→ How to complete this task
Output all entries exactly as they appear and skip the pictures.

*** Opening of Source information ***

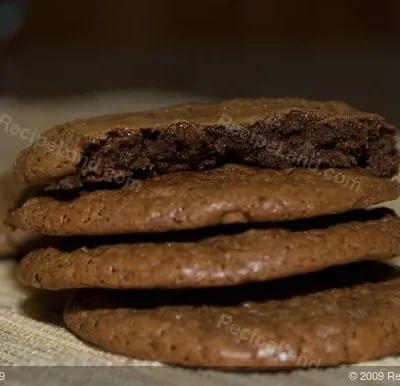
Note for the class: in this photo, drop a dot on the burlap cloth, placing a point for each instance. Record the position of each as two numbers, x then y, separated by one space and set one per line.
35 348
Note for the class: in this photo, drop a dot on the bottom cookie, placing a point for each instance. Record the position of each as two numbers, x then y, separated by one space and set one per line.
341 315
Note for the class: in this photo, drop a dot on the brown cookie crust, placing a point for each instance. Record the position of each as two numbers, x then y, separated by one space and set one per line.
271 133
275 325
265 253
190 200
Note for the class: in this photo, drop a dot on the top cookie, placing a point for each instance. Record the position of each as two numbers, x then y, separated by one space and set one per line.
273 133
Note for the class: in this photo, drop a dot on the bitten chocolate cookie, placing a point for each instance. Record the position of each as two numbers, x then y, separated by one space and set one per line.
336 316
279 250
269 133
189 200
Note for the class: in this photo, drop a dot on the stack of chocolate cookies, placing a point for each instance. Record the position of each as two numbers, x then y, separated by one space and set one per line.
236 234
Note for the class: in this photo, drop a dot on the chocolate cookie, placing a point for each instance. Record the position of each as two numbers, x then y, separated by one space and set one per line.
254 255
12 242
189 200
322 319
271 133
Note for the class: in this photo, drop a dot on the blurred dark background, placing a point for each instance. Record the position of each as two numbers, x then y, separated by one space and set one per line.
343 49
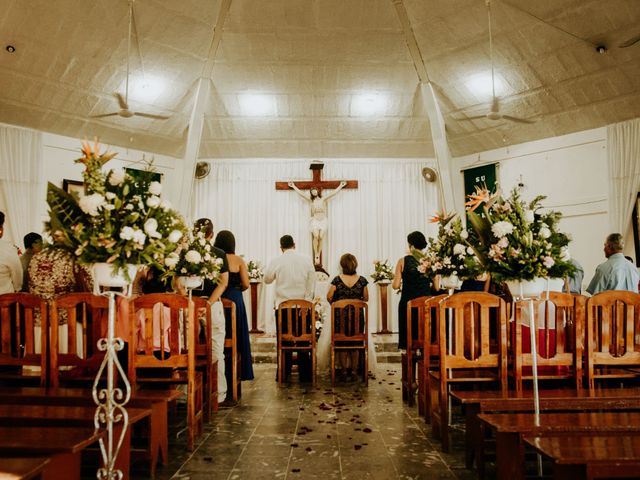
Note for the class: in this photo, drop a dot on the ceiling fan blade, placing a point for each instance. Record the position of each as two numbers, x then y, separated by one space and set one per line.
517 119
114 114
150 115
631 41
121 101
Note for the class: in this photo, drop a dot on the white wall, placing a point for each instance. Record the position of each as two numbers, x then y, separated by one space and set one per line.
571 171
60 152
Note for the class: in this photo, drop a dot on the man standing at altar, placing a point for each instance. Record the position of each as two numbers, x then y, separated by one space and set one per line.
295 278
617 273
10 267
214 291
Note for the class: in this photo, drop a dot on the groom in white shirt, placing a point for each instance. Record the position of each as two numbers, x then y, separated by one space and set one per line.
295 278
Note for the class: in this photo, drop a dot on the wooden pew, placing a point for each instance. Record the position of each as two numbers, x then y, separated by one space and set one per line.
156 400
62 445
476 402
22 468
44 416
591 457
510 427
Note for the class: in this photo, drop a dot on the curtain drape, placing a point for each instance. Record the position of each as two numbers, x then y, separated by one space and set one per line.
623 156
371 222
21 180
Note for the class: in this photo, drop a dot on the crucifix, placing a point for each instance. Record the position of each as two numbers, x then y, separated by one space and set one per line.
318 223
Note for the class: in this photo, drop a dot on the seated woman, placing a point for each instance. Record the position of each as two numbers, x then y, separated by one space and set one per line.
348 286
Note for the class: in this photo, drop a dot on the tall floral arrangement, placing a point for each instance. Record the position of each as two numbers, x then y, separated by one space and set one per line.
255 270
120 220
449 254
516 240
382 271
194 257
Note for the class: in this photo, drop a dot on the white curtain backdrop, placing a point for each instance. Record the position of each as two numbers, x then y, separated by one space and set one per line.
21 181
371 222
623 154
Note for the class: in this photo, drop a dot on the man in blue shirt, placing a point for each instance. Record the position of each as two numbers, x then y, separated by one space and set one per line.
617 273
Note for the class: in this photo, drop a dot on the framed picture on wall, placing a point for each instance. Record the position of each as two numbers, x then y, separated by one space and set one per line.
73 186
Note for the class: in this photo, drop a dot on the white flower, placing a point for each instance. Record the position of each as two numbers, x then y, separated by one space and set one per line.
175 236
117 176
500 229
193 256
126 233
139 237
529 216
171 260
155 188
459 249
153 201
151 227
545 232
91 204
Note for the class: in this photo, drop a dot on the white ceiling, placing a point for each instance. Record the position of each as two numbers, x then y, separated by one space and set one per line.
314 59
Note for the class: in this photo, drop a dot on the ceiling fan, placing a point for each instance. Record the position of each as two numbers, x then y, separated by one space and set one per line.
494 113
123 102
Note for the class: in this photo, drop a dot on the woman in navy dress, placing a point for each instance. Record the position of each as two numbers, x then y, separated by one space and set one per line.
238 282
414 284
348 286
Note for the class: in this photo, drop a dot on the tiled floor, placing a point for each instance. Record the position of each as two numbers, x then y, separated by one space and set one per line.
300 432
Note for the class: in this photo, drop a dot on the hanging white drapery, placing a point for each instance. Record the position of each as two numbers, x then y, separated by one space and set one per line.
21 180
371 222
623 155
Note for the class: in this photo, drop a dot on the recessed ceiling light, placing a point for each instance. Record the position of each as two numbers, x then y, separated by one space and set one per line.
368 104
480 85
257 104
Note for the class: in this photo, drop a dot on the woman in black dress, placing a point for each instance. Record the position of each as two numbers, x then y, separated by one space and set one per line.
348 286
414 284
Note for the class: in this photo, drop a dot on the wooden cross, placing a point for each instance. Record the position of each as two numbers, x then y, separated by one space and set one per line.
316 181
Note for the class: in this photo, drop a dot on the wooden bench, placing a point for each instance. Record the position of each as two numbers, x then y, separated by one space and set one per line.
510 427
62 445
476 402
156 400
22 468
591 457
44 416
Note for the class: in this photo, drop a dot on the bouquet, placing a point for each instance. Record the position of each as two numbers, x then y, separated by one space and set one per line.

*** Close of Source information ***

→ Exercise response
Note for the class: in this photo, drop a dot on the burlap cloth, placing a point for each instance. Record the position of each as two numbers, x then y, separated by one space and set one per line.
35 348
Note for the class: in this photo, drop a dot on the bottom cookie, placing a point for each instance. Record the position of each as two numbers, x then y, separated by one space and set one per line.
341 315
Note for the class: in this photo, drop a dot on the brown cookie crust, placing a point for each instance. Record the position of each as two numbers, x then y, separated by one space and set one per line.
271 133
275 325
265 253
190 200
Note for the class: in this photo, drop a dot on the top cookie, placing a point for each instance. Record the position of each as two numbers, x then y, separated by one space and set one per line.
273 133
Note for the class: in this photo, drop a dot on the bitten chocolate cookie, placing a point for each instance. Record the position of each as two numbers, x then y, separated by one space and set one per line.
336 316
279 250
269 133
189 200
Note for the class: in this photo, drop a dot on the stack of chocolate cookies, placing a point for each instance. Record the position of each as two numbers, x then y, separated by one space and set one per line.
236 234
Note for the class: in this photo, drop a dot on the chocolate cookie, placing a point for each instance. Record the position of each as two numbers, x then y, separated by one space and set one per line.
254 255
12 242
189 200
322 319
271 133
Note for the class: in this photo, drop a dot on the blurred dark background, placing a point for each instance. Record the position of each as two numbers, x then y, separated by one space and set one per line.
343 49
Note for the class: in this photo, drop a dot on the ceiling fan blade, placing a point for each instance. Record the position of each as two numbers, x then y, separated by one space and set one per line.
517 119
114 114
150 115
631 41
121 101
Note for the class: in this photo, drop a dot on the white wall, placing a point for each instance. Record the position of each as two numbers, x then y, separated by one space and set one per line.
571 171
60 152
Note for the class: in this photo, drop a dot on the man standing at altar, placing a point for each instance. Record the position of each as two numbers, x then y, separated by one space and set one per line.
295 278
617 273
10 267
214 291
Note for the class: in this photo, drop a dot on the groom in white shirt, placing a point for each instance. Record the position of each as two numbers, x then y, separated by one space and set one per line.
295 278
Note for the class: in this photo, drop a dot on the wooden pew, placing a point for each instance. Record the position of each as two numbers, x then y, separated by one space and set one per line.
156 400
62 445
476 402
22 468
44 416
591 457
510 427
Note for the class: in this photo, drop a dot on the curtain drape, placing a point for each instance. Record the position of each as two numbers, x then y, separated by one space and set one per line.
623 156
371 222
21 180
Note for the class: in this photo, drop a dot on the crucifix, placing a point for each instance. Record the position of each as two numbers, x then y, separated by one space and set one per line.
318 223
Note for the class: in this photo, drop a dot on the seated woman, placing a point for each instance. Record the position of each as two numbers, x then y, separated by one space and set one per line.
348 286
Note for the class: in this photo, drop a dot on the tall floral arrangement, placing a point for each instance. Record the position of each as two numbers, x then y, separated by one space and set one per line.
255 270
120 220
449 254
516 240
382 271
194 257
Note for the class: in this photo, drop a dot on the white curtain backdrop, placing a point for each instance. Record the position of each as two numbers, x then y, separated by one space and set one per line.
21 181
371 222
623 154
Note for the class: in this photo, drop a dot on the man in blue shirt, placing a point for each instance. Record the position of each as two numbers, x then y, separated by one space and set one per line.
617 273
Note for the class: in this photo, drop a dot on the framed picture on wall, placing a point for each instance. Record the position of each as two numbers, x then y, separated by one space and set one per line.
73 186
Note for the class: in this photo, drop a dot on the white flower, placing a point for each instance. Record the position of each as two numbers, x then y, separated by one space and set one per line.
175 236
117 176
500 229
193 256
126 233
139 237
529 216
171 260
155 188
459 249
153 201
151 227
545 232
91 204
Note for the class: in this photo, drop a dot on the white ceiling, placing a point for each instance. Record the position of each as two numbers, x then y, separated by one space and set one per line.
314 59
Note for the class: in this photo, drop a dot on the ceiling fan, placing a point for each instance. Record the position of each as two numbers, x then y, separated by one space and set one per line.
494 113
123 102
Note for the class: in this photo, drop a dot on the woman in navy dress, placing a point for each instance. Record the position of each as two numbers, x then y, separated by one space and set one per line.
238 282
414 284
348 286
Note for the class: in this photo, drop a dot on the tiled floor, placing a point for each instance. Record the position of each as two numbers, x then y, separated by one space and set one per line.
300 432
Note for the class: in this photo, drop a dot on the hanging white drapery, placing a point for each instance. Record the position of each as two numbers, x then y, separated by one space and set one per line.
21 180
371 222
623 155
Note for the class: in this photo, drop a dot on the recessed ceiling light, placing a point for each instance. Record the position of each as two numbers, x then y, separated by one space and set one per line.
368 104
480 85
257 104
Note for the class: in this photo, drop a dot on the woman in black dress, placing a point for each instance. Record the position of each as two numbers, x then y, separated by one space and set one per line.
348 286
414 284
Note for the class: in this photo, drop a dot on the wooden cross, placing a point for each instance. Record the position of each as two numbers, x then y, separated by one space and set one per line.
316 181
Note for the class: in this photo, drop a dot on the wooden bench, placing a point for each instance. Record the position of each as two numbers, x then y, separated by one space and set one per line.
510 427
62 445
476 402
156 400
22 468
591 457
44 416
Note for the class: in this photo, drop a dot on the bouquet, placing a point for each instance. Record the position of each as two numbers, x then y, separated by one space and set one per line.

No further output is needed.